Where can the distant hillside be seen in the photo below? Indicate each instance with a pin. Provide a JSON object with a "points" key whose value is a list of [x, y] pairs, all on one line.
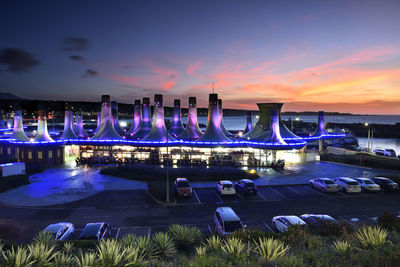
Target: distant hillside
{"points": [[8, 96]]}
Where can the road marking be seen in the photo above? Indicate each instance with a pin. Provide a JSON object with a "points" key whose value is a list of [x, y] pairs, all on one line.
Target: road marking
{"points": [[291, 189], [273, 190], [198, 200], [266, 225], [116, 236]]}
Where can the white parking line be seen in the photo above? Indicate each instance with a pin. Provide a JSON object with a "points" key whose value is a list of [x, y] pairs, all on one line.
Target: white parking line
{"points": [[273, 190], [198, 200], [116, 236]]}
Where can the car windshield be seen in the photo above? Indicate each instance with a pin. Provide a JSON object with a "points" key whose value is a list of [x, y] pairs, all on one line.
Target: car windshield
{"points": [[231, 226], [183, 184]]}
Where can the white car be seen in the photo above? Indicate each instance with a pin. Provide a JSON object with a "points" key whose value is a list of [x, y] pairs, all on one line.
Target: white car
{"points": [[324, 184], [226, 221], [226, 188], [282, 223], [368, 185], [61, 231], [348, 185]]}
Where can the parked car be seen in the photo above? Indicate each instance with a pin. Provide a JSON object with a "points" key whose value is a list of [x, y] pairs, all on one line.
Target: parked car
{"points": [[368, 185], [182, 188], [246, 186], [61, 231], [96, 231], [226, 188], [348, 185], [282, 223], [386, 184], [318, 220], [226, 221], [324, 184]]}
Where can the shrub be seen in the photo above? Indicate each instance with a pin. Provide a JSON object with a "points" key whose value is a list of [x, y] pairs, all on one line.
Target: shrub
{"points": [[370, 236], [18, 257], [164, 246], [234, 247], [389, 221], [46, 239], [110, 253], [144, 246], [184, 236], [270, 249], [214, 242], [42, 254], [341, 246]]}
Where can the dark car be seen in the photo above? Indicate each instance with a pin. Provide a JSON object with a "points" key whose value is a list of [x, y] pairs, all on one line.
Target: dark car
{"points": [[96, 231], [386, 184], [182, 188], [246, 186], [318, 220]]}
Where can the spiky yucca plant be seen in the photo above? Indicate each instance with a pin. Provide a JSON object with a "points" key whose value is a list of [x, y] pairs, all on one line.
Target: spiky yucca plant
{"points": [[214, 242], [63, 259], [110, 253], [87, 259], [128, 240], [201, 251], [68, 247], [133, 257], [46, 239], [144, 246], [234, 247], [20, 257], [42, 254], [341, 246], [164, 246], [270, 249], [185, 236], [371, 236]]}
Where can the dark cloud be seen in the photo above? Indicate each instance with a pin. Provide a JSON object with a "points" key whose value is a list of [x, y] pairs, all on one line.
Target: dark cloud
{"points": [[17, 60], [90, 73], [76, 58], [75, 44]]}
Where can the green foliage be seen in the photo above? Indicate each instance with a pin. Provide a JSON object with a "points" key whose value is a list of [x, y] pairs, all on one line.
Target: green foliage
{"points": [[214, 242], [341, 246], [184, 236], [164, 246], [370, 236], [87, 259], [234, 247], [389, 221], [42, 253], [20, 257], [270, 249], [110, 253], [46, 239]]}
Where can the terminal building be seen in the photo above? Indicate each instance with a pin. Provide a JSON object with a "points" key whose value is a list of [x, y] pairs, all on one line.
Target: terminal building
{"points": [[148, 140]]}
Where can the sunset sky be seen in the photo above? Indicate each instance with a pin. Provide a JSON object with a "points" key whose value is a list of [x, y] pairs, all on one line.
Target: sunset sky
{"points": [[313, 55]]}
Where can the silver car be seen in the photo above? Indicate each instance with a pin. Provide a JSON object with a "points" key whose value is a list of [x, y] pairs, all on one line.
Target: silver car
{"points": [[368, 185], [282, 223], [61, 231], [324, 184], [348, 185]]}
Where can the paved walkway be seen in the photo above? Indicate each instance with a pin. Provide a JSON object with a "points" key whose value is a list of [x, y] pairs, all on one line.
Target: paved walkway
{"points": [[69, 183]]}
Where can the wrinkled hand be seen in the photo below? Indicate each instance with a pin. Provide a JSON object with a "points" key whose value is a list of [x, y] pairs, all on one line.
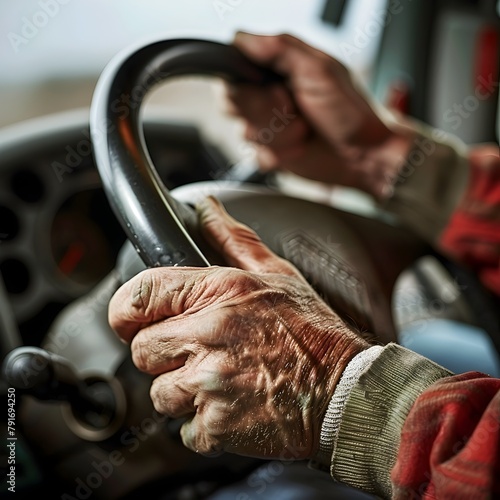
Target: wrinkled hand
{"points": [[249, 356], [320, 125]]}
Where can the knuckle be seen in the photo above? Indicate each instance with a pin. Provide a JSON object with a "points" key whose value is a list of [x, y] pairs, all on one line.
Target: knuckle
{"points": [[140, 355], [143, 291]]}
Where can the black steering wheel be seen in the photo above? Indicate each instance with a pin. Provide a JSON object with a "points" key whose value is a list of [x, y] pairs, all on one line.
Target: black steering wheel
{"points": [[352, 260]]}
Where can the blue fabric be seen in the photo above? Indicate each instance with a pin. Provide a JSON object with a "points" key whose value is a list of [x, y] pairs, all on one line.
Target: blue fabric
{"points": [[453, 345], [279, 480]]}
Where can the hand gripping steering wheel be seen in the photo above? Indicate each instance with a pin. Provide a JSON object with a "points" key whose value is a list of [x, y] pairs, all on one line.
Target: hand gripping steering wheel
{"points": [[353, 261]]}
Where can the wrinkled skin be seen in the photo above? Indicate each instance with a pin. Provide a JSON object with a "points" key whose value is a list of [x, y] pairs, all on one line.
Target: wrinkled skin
{"points": [[325, 128], [249, 357]]}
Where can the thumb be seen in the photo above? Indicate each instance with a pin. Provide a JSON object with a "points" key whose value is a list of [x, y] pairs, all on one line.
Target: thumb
{"points": [[237, 243]]}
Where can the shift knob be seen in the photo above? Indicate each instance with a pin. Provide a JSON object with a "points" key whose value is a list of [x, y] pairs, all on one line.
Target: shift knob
{"points": [[48, 376]]}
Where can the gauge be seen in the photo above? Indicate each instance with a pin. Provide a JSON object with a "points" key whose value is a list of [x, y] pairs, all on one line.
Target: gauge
{"points": [[82, 242]]}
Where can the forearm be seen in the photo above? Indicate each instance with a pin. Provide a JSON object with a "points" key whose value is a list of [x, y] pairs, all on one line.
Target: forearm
{"points": [[410, 428], [364, 445]]}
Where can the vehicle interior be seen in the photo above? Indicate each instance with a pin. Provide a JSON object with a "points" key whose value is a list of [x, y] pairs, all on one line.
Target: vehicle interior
{"points": [[77, 221]]}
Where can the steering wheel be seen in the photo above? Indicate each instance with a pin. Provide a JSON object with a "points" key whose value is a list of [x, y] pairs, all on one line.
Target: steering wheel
{"points": [[338, 252], [353, 261]]}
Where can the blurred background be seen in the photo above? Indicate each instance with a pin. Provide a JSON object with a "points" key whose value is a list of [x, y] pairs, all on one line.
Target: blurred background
{"points": [[435, 61]]}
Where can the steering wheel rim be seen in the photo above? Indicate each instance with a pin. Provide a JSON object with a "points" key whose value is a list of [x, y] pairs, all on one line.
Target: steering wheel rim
{"points": [[153, 220]]}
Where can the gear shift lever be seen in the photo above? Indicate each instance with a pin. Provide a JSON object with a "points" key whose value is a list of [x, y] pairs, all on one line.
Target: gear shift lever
{"points": [[48, 376]]}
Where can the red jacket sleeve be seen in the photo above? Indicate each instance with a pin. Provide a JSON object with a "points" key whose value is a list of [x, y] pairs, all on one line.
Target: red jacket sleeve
{"points": [[450, 442], [472, 235]]}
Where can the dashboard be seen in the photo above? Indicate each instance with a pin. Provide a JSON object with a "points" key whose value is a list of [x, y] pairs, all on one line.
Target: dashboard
{"points": [[58, 235]]}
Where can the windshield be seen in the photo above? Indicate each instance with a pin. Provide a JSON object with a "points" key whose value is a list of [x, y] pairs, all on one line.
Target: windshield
{"points": [[52, 51]]}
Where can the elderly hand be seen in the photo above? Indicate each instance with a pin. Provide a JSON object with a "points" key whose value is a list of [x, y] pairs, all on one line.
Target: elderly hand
{"points": [[320, 125], [250, 357]]}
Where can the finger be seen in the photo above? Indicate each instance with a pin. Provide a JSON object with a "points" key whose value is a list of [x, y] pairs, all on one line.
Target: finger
{"points": [[237, 243], [167, 345], [206, 432], [159, 293], [193, 387], [287, 55], [172, 395]]}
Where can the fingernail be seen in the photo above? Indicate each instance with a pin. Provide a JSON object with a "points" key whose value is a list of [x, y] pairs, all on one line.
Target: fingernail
{"points": [[209, 204]]}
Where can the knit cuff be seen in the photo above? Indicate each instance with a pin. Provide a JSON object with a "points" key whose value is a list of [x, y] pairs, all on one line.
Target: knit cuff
{"points": [[374, 414], [333, 416]]}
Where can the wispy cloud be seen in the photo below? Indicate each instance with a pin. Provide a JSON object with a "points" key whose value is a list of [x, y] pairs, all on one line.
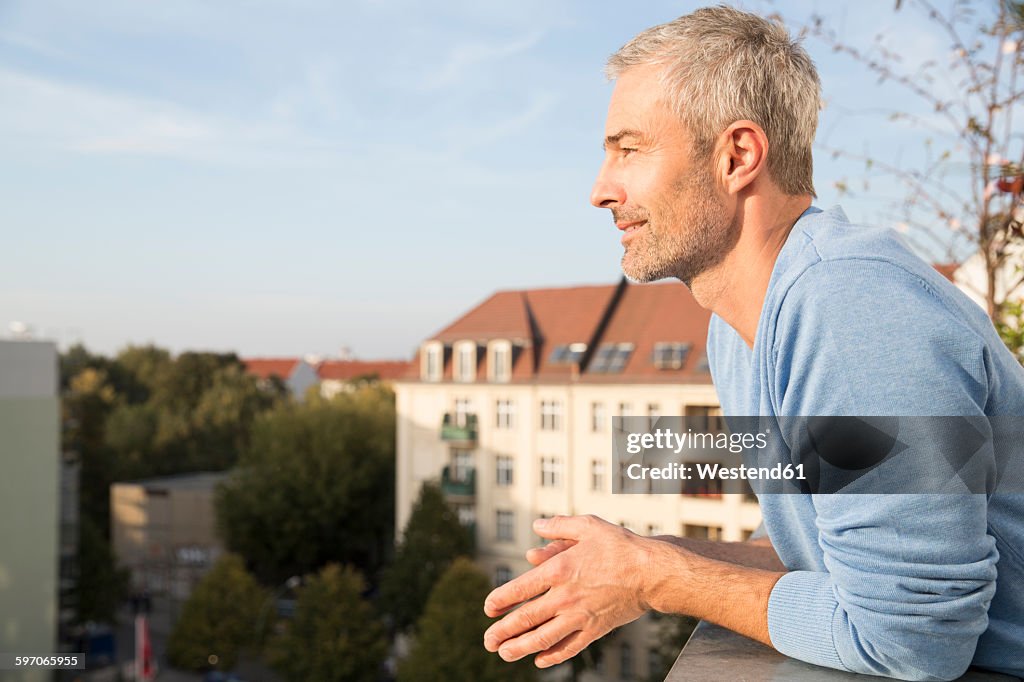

◆ Work to do ◆
Please pull out each line of the items above that contains the word "terminal", treating uppercase and lowercase as different.

◆ Response for this exercise ◆
Where can the terminal building be seen in the photo above? Indicate each instance with a pin. Provide a JSON object with a "points" key whose value is a list of [x, y] pairs, all on one line.
Target: terminal building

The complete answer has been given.